▶ [Task details]: Report every line in the records below that contains the word "bract", copying each such line in full. Matching is case-sensitive.

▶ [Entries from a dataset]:
•••

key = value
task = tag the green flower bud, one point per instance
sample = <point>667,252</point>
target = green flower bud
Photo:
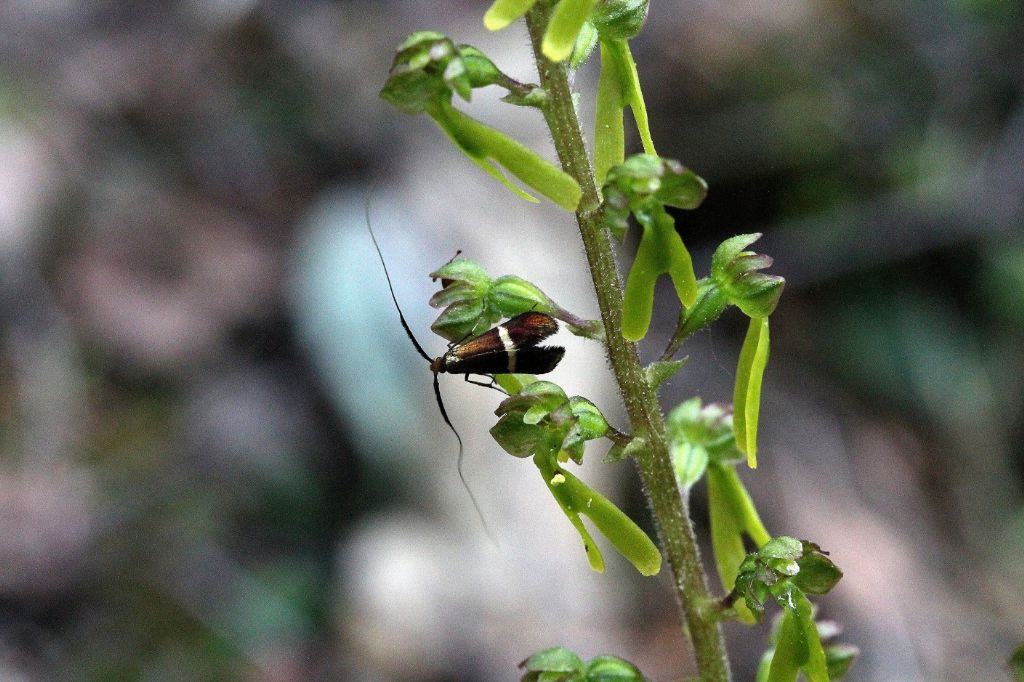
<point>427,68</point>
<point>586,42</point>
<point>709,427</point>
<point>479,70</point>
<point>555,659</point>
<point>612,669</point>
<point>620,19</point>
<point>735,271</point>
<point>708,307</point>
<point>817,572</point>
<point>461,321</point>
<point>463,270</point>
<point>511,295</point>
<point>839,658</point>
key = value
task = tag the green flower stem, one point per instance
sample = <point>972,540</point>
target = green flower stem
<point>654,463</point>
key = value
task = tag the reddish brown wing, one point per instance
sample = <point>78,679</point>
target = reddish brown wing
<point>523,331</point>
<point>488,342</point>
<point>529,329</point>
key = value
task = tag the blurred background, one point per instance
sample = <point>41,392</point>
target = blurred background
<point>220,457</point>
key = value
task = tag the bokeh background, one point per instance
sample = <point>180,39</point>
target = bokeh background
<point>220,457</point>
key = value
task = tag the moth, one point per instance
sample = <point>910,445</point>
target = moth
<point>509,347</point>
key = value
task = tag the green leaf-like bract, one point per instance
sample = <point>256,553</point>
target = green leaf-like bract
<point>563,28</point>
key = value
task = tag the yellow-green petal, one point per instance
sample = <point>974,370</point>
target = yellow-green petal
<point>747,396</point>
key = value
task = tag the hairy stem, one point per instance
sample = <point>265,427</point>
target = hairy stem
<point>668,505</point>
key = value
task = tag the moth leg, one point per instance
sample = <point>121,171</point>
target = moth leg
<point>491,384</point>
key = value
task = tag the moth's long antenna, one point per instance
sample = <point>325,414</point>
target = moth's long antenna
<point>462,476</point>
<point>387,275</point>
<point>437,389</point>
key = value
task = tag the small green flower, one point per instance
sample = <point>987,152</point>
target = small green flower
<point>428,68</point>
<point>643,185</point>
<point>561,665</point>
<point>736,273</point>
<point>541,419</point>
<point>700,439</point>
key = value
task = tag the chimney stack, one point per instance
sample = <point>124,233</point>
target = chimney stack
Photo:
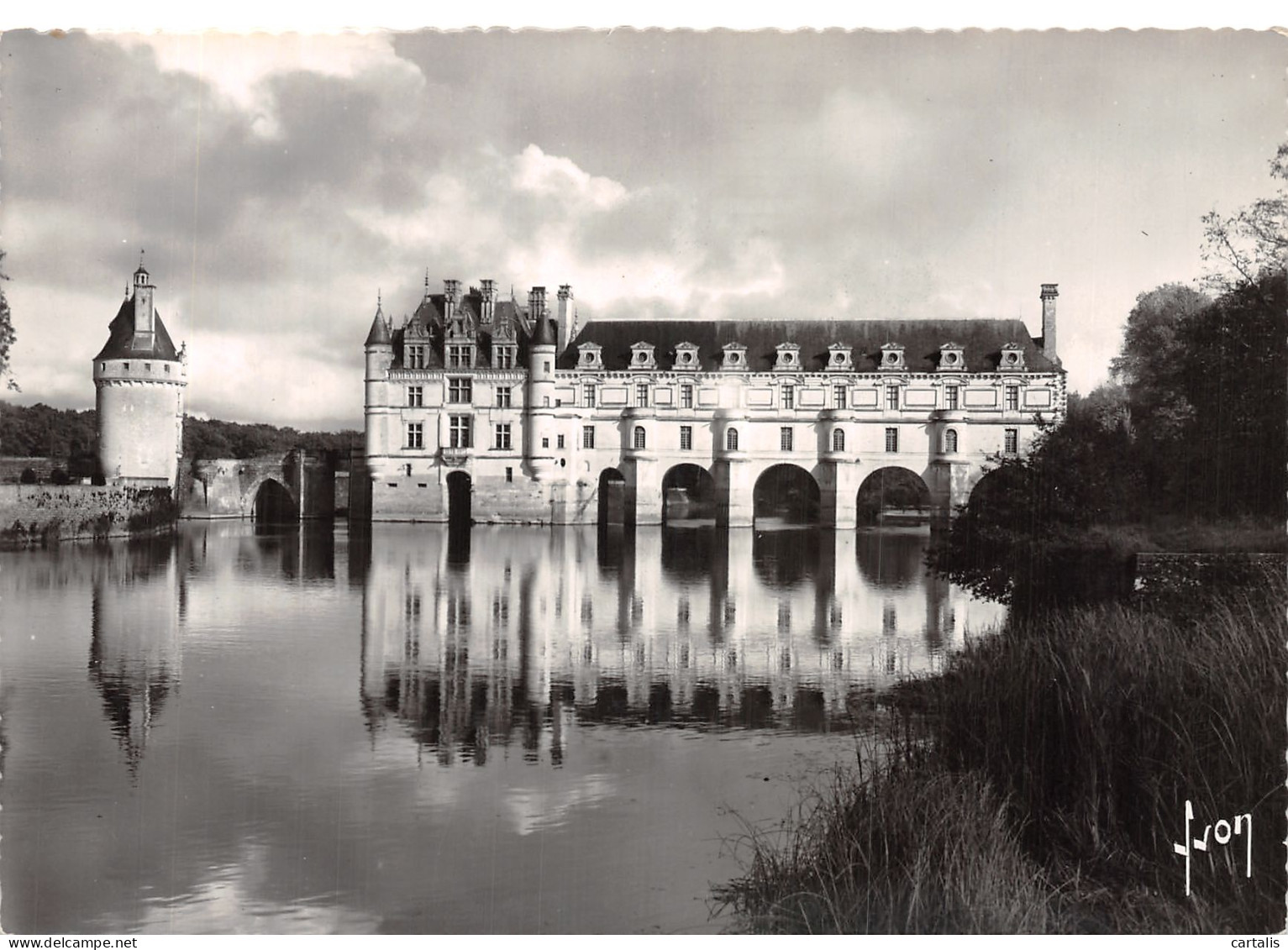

•••

▶ [Finished exercise]:
task = tag the green leaf-like bract, one point per instance
target = green leaf-like bract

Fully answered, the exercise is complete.